:: PROVIDED RECORDS ::
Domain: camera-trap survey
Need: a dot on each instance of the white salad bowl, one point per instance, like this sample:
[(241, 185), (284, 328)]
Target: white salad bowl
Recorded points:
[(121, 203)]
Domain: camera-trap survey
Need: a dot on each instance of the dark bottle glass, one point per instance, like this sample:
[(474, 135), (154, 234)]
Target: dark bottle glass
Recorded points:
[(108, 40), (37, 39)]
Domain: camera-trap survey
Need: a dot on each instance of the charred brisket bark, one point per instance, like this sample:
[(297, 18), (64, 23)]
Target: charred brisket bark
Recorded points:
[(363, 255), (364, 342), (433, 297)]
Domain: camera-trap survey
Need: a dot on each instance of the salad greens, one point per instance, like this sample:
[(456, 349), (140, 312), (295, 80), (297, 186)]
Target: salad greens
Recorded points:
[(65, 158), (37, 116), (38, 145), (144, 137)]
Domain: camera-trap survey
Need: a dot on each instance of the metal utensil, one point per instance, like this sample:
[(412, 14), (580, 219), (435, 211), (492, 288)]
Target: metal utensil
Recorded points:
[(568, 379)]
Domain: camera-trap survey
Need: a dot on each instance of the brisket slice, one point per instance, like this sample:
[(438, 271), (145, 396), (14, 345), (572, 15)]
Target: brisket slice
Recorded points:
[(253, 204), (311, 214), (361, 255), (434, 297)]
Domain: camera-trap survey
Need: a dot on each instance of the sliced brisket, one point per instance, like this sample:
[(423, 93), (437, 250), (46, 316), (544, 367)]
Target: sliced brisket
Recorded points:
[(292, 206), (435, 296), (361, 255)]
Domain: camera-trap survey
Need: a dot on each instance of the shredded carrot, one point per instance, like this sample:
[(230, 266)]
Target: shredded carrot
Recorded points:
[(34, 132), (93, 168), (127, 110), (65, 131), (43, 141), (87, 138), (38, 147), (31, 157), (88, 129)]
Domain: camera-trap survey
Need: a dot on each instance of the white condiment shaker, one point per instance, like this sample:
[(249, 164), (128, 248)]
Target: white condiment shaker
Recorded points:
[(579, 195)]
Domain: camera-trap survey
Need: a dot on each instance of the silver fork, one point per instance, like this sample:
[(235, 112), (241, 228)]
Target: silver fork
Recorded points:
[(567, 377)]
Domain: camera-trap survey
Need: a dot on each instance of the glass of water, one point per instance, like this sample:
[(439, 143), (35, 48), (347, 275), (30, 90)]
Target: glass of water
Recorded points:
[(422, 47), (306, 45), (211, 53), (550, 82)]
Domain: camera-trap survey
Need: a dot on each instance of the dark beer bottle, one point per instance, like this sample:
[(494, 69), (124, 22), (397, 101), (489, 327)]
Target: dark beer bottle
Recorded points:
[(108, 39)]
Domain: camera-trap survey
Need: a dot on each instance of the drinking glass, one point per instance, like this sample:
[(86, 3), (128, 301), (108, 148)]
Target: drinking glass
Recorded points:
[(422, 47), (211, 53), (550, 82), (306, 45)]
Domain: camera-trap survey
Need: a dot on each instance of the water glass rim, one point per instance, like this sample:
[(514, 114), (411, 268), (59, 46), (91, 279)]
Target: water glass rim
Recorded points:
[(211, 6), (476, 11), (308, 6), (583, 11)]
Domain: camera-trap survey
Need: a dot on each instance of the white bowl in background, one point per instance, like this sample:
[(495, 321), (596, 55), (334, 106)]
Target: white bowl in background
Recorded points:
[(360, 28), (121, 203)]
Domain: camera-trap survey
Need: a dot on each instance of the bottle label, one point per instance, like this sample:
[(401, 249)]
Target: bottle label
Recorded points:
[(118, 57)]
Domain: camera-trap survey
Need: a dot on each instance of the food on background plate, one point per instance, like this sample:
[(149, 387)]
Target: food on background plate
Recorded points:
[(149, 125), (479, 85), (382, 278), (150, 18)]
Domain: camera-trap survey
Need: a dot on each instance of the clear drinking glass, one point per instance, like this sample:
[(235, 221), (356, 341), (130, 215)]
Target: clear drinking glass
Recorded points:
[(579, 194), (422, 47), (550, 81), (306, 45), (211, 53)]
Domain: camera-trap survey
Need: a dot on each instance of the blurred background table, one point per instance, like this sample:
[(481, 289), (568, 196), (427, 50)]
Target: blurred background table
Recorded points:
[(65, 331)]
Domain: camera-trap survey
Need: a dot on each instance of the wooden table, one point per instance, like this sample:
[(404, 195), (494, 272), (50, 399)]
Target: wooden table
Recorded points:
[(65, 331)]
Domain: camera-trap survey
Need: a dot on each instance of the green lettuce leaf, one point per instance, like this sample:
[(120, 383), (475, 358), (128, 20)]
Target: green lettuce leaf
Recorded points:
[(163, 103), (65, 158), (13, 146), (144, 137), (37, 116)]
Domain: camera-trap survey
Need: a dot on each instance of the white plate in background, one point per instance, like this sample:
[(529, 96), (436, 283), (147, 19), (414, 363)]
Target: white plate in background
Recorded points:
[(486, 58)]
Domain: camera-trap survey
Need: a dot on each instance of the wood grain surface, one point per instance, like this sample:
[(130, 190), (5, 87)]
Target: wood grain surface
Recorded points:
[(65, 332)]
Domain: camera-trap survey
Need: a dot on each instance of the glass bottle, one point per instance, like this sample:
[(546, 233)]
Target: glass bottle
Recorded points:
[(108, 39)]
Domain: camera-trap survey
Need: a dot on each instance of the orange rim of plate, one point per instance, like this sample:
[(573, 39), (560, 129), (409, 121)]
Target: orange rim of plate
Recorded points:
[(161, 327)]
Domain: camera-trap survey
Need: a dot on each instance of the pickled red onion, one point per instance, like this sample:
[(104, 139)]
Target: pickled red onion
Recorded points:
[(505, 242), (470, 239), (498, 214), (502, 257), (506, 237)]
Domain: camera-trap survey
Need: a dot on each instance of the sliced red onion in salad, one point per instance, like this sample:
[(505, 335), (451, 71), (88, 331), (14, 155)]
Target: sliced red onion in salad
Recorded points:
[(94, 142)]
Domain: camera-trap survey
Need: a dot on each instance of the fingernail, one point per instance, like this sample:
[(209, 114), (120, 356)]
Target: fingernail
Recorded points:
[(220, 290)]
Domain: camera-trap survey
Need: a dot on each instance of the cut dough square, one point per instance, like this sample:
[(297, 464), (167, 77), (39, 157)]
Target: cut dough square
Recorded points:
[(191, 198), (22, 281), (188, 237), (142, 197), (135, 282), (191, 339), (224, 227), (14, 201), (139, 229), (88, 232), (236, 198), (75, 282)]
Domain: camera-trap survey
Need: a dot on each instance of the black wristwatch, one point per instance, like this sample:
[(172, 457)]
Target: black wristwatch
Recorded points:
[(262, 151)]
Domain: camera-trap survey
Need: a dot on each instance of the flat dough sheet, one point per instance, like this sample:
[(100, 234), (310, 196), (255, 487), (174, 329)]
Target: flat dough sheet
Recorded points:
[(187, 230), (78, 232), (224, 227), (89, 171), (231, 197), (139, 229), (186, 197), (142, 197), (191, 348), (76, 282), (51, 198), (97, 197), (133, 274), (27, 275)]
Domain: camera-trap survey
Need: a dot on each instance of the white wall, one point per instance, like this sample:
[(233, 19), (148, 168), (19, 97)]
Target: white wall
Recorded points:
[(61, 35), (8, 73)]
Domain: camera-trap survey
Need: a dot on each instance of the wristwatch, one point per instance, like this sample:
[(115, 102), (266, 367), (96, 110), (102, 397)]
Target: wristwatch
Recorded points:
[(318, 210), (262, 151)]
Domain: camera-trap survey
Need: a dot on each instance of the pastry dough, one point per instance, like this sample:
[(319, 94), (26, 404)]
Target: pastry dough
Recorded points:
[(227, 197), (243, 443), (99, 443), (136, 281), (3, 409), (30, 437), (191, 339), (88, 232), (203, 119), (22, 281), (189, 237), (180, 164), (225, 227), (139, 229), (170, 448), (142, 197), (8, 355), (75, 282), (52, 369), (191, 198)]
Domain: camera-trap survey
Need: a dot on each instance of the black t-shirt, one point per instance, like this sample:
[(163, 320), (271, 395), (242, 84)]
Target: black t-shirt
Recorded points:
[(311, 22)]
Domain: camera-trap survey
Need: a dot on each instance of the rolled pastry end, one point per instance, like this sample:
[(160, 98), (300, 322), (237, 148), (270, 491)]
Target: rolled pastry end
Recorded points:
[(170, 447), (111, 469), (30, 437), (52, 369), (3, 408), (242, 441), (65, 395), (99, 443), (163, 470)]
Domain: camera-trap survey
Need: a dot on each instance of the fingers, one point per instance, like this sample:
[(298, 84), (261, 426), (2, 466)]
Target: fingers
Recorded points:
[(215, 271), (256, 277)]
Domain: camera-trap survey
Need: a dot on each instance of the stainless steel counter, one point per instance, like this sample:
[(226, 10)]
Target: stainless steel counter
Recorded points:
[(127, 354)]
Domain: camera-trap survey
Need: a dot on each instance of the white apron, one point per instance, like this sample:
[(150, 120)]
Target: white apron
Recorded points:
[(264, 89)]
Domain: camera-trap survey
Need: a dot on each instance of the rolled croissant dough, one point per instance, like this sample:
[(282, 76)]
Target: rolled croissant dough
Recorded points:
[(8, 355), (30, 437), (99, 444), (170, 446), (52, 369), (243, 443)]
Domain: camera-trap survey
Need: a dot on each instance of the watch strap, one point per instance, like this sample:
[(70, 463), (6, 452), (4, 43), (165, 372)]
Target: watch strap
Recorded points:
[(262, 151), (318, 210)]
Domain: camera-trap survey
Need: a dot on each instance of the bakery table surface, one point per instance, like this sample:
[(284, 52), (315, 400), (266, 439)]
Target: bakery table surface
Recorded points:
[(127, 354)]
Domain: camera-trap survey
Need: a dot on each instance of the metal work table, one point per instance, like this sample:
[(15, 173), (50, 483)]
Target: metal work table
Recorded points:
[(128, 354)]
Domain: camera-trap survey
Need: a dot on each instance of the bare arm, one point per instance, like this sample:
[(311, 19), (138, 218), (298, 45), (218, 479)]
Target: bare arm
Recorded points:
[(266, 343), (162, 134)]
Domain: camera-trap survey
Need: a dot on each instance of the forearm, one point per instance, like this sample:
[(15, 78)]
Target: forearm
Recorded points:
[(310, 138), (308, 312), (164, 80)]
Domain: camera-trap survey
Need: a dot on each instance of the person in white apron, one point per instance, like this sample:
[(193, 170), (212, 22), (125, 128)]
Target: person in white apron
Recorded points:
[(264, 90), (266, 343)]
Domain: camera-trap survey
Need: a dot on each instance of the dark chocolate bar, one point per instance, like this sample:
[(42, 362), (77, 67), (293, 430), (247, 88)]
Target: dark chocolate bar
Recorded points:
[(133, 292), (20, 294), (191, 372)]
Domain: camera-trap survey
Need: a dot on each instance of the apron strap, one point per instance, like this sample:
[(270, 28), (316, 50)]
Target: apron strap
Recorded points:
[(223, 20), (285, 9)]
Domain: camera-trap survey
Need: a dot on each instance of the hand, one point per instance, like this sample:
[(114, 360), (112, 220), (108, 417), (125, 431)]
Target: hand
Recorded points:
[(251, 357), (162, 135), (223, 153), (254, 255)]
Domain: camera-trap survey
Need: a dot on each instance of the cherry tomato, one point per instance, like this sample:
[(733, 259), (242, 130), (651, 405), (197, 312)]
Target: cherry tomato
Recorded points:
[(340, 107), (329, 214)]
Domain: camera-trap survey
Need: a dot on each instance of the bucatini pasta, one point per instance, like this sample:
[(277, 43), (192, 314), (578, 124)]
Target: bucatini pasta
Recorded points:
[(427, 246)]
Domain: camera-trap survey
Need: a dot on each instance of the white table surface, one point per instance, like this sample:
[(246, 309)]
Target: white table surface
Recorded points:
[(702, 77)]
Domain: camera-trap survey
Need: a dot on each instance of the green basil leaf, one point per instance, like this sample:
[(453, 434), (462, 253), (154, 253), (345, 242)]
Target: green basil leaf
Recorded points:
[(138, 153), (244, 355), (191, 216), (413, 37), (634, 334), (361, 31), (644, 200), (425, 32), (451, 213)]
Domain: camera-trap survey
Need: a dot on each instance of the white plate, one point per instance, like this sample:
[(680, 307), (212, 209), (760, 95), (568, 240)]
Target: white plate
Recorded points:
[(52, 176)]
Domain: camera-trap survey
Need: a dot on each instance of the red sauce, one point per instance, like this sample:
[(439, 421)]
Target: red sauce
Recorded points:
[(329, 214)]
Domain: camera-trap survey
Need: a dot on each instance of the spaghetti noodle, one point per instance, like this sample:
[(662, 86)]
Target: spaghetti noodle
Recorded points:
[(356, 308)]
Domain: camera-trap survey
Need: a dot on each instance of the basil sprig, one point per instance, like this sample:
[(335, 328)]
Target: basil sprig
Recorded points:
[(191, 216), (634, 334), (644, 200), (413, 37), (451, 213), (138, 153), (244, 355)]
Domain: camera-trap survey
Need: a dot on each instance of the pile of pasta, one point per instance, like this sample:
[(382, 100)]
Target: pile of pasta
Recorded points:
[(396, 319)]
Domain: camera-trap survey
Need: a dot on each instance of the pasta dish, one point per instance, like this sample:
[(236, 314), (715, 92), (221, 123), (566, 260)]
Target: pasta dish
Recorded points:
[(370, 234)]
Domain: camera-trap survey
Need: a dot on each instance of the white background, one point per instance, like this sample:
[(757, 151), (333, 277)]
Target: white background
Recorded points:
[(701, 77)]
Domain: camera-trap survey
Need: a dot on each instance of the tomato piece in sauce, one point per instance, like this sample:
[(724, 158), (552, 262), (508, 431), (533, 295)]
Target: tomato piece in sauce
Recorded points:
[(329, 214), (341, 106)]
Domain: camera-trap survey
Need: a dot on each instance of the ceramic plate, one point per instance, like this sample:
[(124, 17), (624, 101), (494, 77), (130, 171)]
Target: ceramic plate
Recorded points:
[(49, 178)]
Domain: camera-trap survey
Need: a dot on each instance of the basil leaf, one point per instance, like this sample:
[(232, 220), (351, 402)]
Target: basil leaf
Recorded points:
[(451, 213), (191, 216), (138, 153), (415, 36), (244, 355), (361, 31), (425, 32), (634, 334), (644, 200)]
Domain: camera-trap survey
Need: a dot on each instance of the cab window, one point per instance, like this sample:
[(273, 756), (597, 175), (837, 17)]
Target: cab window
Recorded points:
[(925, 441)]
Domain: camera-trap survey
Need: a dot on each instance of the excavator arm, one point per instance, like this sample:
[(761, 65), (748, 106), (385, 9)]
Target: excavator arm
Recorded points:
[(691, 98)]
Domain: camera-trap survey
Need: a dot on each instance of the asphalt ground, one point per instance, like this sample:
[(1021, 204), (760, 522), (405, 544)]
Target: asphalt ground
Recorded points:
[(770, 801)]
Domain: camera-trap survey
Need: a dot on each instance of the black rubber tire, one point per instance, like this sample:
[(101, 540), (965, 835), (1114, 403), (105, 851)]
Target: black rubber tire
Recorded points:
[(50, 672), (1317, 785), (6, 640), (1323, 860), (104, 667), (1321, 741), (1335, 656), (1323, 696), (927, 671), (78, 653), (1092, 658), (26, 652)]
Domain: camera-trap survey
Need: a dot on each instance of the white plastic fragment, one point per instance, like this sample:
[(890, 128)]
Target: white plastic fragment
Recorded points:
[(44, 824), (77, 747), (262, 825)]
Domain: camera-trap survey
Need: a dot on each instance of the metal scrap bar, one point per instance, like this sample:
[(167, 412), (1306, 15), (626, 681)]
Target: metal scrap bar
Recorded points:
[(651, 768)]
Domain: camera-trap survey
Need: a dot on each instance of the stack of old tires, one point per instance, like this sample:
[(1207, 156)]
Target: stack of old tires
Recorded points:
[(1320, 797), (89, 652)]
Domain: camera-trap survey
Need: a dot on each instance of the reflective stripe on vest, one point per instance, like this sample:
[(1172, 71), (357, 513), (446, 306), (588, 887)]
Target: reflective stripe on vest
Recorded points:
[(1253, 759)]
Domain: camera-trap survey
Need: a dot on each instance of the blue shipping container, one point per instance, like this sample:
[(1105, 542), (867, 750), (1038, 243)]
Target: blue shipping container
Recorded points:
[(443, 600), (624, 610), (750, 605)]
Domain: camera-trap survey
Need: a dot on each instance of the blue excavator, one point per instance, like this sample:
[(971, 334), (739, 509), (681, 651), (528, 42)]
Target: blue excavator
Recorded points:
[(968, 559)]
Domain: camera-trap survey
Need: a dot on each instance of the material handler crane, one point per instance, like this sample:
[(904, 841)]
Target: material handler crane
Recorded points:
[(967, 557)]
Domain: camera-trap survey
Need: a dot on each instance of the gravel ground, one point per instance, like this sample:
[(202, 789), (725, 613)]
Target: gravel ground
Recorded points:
:::
### YOUR INSTRUCTIONS
Return every line holding the word "fork" from the records.

### ANSWER AREA
Need: a dot on each instance of the silver fork, one point per instance, like this sample:
Target: silver fork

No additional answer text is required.